Revision history for this message
Antonio Terceiro (terceiro) wrote : Posted in a previous version of this proposal

On Thu, Apr 11, 2013 at 01:16:24PM -0000, Nicholas Schutt wrote:
> > > if rootfstype is not None:
> > > cmd += ' --rootfs ' + rootfstype
> > > + if image_size is not None:
> > > + cmd += ' --image-size ' + image_size
> > > + if extra_boot_args is not None:
> > > + cmd += ' --extra-boot-args "%s"' % extra_boot_args
> > > logging.info("Executing the linaro-media-create command")
> > > logging.info(cmd)
> > >
> > > @@ -85,7 +90,7 @@
> > > mntdir = mkdtemp()
> > > image = image_file
> > > offset = get_partition_offset(image, partno)
> > > - mount_cmd = "sudo mount -o loop,offset=%s %s %s" % (offset, image,
> > mntdir)
> > > + mount_cmd = "mount -o loop,offset=%s %s %s" % (offset, image, mntdir)
> > > rc = logging_system(mount_cmd)
> > > if rc != 0:
> > > os.rmdir(mntdir)
> >
>
> We need lmc changes to get the snapshot image to work. Should this be
> done on another branch? The existing snapshots won't work without
> these changes.

if this is needed in order to make this branch work with the intended
input data, so it's fine to keep them here.

--
Antonio Terceiro
Software Engineer - Linaro
http://www.linaro.org

Revision history for this message
Nicholas Schutt (nick-schutt) wrote : Posted in a previous version of this proposal

Implemented device versioning in the master image as follows:

/usr/share/initramfs-tools/hooks/master-extras

# Create version info for this image
echo '#!/bin/sh' > /tmp/lava-master-image-info
echo "echo $(date +%Y.%m.%d-%H.%M.%S)" > /tmp/lava-master-image-info
chmod +x /tmp/lava-master-image-info
copy_exec /tmp/lava-master-image-info /sbin

> > + def get_device_version(self):
> > + # To be re-implemented when master image is generated by linaro-
> image-tools
> > + device_version = "unknown"

● Exercise details: Retype the part of the code review thread that begins at the words "On Thu, Apr" and stops after "offset = get_partition_offset(image, partno)".

● Source material:

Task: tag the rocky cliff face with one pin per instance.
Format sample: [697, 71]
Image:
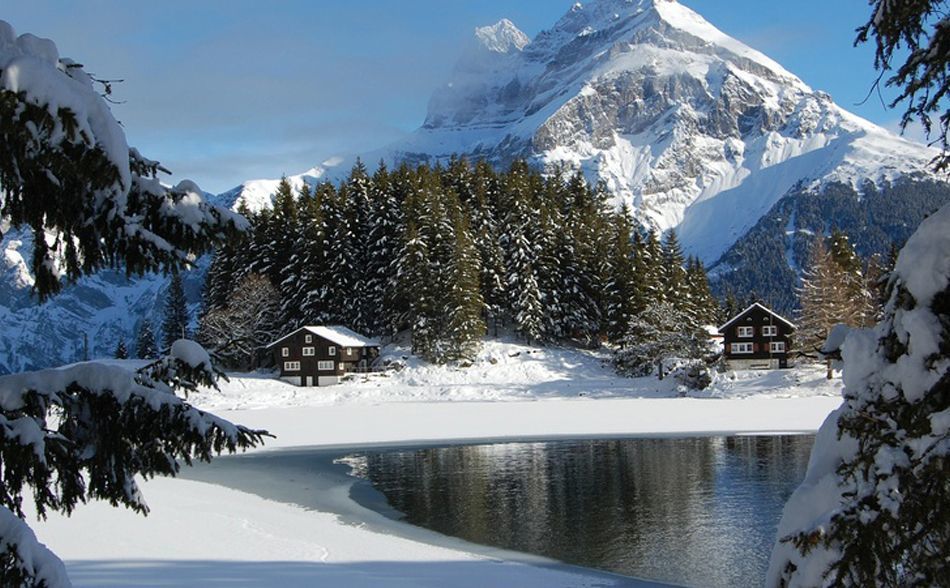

● Exercise response:
On Thu, Apr 11, 2013 at 01:16:24PM -0000, Nicholas Schutt wrote:
> > > if rootfstype is not None:
> > > cmd += ' --rootfs ' + rootfstype
> > > + if image_size is not None:
> > > + cmd += ' --image-size ' + image_size
> > > + if extra_boot_args is not None:
> > > + cmd += ' --extra-boot-args "%s"' % extra_boot_args
> > > logging.info("Executing the linaro-media-create command")
> > > logging.info(cmd)
> > >
> > > @@ -85,7 +90,7 @@
> > > mntdir = mkdtemp()
> > > image = image_file
> > > offset = get_partition_offset(image, partno)